Exercise goal -
Please repeat exactly the lines from the one containing "For every instance of the fence picket, imagine" through the last line of the records below, leaving out any pictures.

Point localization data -
--- --- ---
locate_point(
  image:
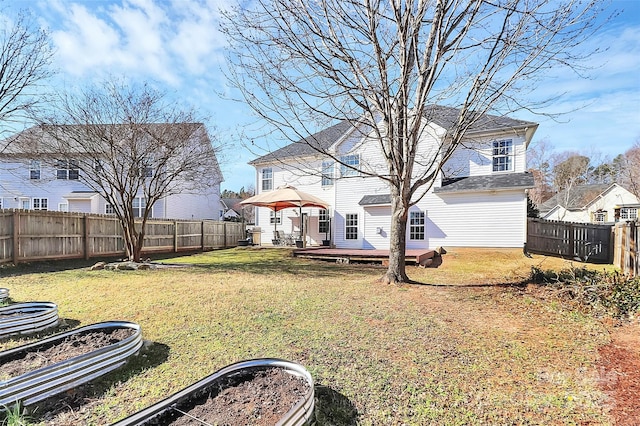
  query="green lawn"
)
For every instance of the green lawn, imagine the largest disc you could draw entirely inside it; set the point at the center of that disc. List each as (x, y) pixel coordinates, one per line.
(462, 348)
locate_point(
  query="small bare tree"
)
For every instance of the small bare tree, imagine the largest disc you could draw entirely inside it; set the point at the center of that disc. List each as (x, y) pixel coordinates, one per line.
(384, 64)
(25, 59)
(129, 144)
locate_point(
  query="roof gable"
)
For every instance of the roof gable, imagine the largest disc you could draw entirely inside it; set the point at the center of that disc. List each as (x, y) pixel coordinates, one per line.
(444, 117)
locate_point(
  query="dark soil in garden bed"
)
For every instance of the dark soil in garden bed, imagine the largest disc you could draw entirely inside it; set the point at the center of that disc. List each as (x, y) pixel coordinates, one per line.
(260, 398)
(74, 345)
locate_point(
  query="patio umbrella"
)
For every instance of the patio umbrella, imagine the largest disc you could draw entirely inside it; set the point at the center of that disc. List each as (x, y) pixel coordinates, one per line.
(285, 197)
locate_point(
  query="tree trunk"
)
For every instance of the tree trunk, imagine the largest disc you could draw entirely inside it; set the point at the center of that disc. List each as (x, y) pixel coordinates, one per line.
(396, 273)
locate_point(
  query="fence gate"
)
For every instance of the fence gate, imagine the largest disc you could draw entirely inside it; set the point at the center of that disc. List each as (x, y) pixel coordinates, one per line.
(584, 242)
(627, 248)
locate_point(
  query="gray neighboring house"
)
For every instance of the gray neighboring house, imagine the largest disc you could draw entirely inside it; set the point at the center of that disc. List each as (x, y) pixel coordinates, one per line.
(478, 200)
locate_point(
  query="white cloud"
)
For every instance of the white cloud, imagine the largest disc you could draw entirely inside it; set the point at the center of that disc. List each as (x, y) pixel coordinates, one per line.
(171, 42)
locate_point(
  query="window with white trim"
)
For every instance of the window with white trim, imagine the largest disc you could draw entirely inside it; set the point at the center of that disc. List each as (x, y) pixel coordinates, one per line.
(350, 164)
(351, 226)
(323, 221)
(327, 173)
(67, 170)
(34, 169)
(267, 179)
(628, 213)
(40, 204)
(139, 204)
(600, 216)
(503, 155)
(275, 217)
(416, 225)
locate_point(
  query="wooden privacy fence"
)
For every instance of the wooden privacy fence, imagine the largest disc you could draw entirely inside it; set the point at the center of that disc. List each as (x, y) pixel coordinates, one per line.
(627, 248)
(28, 235)
(581, 241)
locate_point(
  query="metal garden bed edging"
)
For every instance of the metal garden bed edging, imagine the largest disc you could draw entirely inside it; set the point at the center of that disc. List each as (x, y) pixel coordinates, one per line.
(23, 318)
(42, 383)
(300, 414)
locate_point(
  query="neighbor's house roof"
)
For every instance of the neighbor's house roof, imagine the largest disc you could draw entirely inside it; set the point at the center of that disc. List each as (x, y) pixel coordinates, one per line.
(486, 183)
(445, 117)
(576, 198)
(38, 139)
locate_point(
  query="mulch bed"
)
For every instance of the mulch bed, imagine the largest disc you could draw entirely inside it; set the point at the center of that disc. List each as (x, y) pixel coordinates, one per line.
(620, 375)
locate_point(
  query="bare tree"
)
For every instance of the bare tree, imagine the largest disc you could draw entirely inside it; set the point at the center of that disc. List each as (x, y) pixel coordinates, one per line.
(25, 59)
(539, 160)
(132, 146)
(384, 64)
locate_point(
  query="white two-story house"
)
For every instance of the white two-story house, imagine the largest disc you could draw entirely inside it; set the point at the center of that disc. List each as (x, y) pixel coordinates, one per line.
(31, 179)
(479, 199)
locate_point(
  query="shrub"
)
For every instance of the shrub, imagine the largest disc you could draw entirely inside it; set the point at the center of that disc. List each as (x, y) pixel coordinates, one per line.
(608, 293)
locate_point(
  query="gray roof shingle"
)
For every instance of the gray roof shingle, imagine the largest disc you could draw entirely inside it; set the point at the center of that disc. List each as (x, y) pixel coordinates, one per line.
(576, 198)
(445, 117)
(486, 183)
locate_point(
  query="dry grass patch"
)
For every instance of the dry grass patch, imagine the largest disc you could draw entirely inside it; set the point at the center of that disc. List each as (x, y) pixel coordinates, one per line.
(452, 351)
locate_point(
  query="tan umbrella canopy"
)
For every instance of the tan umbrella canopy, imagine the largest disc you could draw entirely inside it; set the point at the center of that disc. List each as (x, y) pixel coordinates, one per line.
(285, 197)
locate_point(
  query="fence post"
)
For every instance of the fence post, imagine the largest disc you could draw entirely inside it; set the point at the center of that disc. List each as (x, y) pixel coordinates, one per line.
(85, 222)
(202, 235)
(16, 236)
(175, 236)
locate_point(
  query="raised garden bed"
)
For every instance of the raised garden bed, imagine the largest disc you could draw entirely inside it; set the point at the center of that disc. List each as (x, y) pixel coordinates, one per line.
(36, 371)
(259, 392)
(24, 318)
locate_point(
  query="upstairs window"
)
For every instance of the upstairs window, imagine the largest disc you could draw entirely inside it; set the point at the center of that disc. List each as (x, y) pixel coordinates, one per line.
(327, 173)
(146, 169)
(350, 164)
(34, 169)
(139, 204)
(416, 225)
(503, 155)
(600, 216)
(67, 170)
(628, 213)
(267, 179)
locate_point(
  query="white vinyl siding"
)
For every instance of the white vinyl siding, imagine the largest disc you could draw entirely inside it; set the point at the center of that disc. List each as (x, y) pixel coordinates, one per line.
(416, 225)
(351, 226)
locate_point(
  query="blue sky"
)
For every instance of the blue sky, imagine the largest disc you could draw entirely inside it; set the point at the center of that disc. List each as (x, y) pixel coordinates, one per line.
(176, 44)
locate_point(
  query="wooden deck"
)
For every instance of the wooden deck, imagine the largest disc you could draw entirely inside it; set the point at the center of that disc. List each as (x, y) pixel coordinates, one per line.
(418, 257)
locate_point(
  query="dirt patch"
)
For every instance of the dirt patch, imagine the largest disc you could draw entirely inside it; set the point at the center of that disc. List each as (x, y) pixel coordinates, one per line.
(72, 346)
(619, 368)
(259, 399)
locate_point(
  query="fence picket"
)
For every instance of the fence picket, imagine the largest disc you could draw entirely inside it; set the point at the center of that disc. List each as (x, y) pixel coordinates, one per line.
(28, 235)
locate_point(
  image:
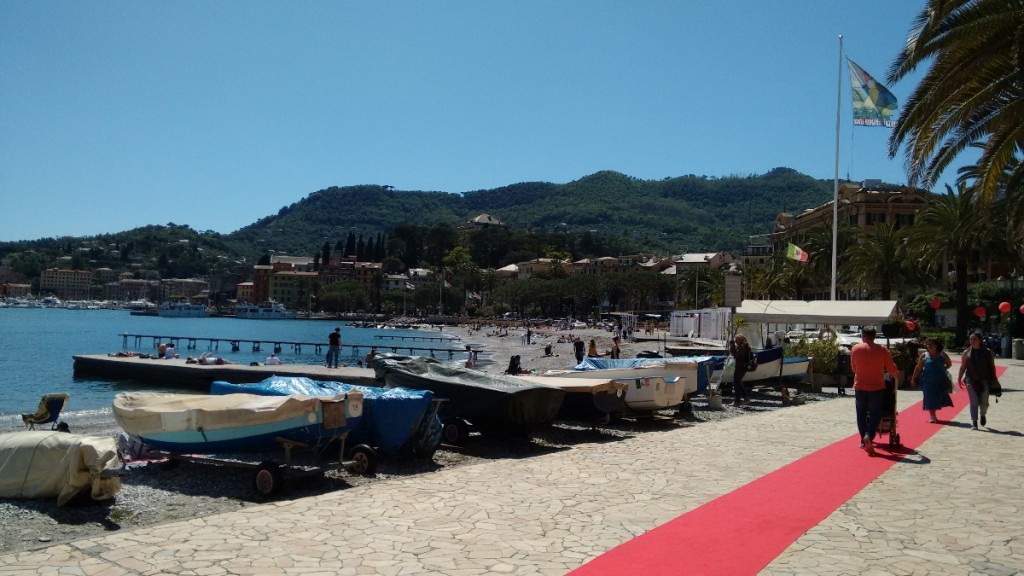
--- --- ---
Written answer -
For every instance of the fence picket, imagine the largest disc you could draw entirely inside it; set the point at the center of that disc. List each as (x, y) pixel coordinates, one per line.
(28, 235)
locate_point(
  image:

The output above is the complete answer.